Problems and tasks:
A. In the listing, repeat verbatim the lines from the one containing "Task: locate the reflected" up to and including the one containing "column 155, row 193".
B. Pick up the text on the illumination device for optical code readers where it stops and continue it.

Supplied text:
----

The present invention refers to an illumination device used by an optical system of a reader apparatus, such as a handheld device or an optical scanner. The illumination device solves the aforementioned problems of strong specular reflection from a surface which can saturate a light sensor and prevent reading of codes printed with absorbing inks, or reading luminescent codes (without requiring an excitation filter).

The present invention achieves also maximum optical efficiency and uniform illumination in addition to great reduction of specular reflection on the mark to be read. Moreover, these advantages are provided by a compact illumination device with a minimum volume, facilitating the coupling or attachment to handheld devices, such as smartphones and optical scanners.

The present invention, although particularly adapted for handheld readers of luminescent codes, can also be used on general readers (not necessarily handheld readers) and for reading codes not necessarily luminescent (e.g. detecting only reflected light).

----

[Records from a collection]
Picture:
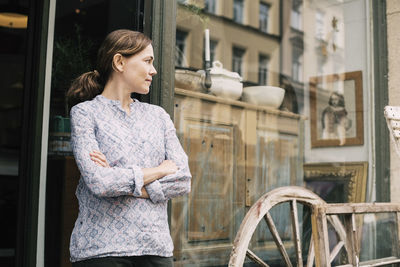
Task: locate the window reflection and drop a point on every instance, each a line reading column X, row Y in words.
column 264, row 17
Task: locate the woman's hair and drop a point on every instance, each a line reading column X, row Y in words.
column 90, row 84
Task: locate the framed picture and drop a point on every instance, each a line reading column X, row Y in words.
column 336, row 110
column 339, row 182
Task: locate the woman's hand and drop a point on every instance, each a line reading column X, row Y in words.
column 99, row 158
column 168, row 167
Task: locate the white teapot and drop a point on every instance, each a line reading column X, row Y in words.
column 225, row 83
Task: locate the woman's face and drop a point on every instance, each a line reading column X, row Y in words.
column 139, row 71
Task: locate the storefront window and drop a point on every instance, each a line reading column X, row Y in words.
column 13, row 57
column 242, row 143
column 77, row 37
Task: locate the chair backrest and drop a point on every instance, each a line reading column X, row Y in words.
column 392, row 115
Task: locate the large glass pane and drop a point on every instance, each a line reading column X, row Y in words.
column 13, row 49
column 287, row 105
column 80, row 27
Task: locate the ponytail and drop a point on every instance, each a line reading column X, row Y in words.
column 85, row 87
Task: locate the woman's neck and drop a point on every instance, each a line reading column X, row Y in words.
column 113, row 90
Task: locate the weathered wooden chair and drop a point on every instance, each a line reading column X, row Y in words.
column 322, row 213
column 392, row 115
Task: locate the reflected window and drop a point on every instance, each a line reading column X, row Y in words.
column 238, row 8
column 210, row 6
column 264, row 16
column 237, row 60
column 180, row 49
column 213, row 48
column 319, row 25
column 263, row 62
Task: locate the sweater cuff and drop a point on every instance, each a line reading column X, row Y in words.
column 137, row 181
column 155, row 193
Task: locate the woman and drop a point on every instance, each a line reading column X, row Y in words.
column 129, row 157
column 334, row 119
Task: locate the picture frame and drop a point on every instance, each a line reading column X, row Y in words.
column 336, row 110
column 339, row 182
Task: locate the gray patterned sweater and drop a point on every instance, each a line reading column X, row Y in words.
column 112, row 220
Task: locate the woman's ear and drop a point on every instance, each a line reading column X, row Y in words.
column 118, row 63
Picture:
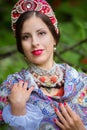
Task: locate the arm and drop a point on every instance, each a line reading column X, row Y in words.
column 69, row 120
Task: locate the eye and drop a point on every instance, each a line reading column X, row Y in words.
column 25, row 37
column 42, row 33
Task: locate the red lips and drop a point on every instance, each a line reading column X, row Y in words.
column 37, row 52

----

Task-by-task results:
A.
Task: locate the reflected window and drop a point on every instance, each a line reading column X, row Y in words.
column 238, row 8
column 210, row 6
column 264, row 16
column 237, row 60
column 180, row 49
column 213, row 48
column 319, row 25
column 263, row 62
Task: locate the sweater cuff and drop a point on every instance, each a line reading column X, row Y in words.
column 137, row 181
column 155, row 193

B.
The illumination device comprises an annular hollow body for receiving a light field acquisition device, a light source disposed externally around the annular hollow body, and an external light reflector having a proximal end and a distal end. The external light reflector is configured to guide light originating from the light source to illuminate a zone at the distal end.

The key components of the illumination device are the special configuration of the external light reflector and the incorporation of a reflector element with a mirror finish outer surface disposed in front of the light source. These two elements work in conjunction to synergistically achieve the mentioned technical advantages in a highly reduce volume.

The external light reflector is a hollow piece arranged concentrically to the annular hollow body and with an internal wall made of reflective material. The internal wall is a surface of revolution having a first portion with increasing cross sections along a central axis from the proximal end to a first region with maximum cross section; and a second portion with decreasing cross sections from the first region to a second region with minimum cross section. The projection of the first portion on the central axis is shorter than the projection of the second portion on the same axis. The inner surface of the distal end is preferably located within the second region of the internal wall.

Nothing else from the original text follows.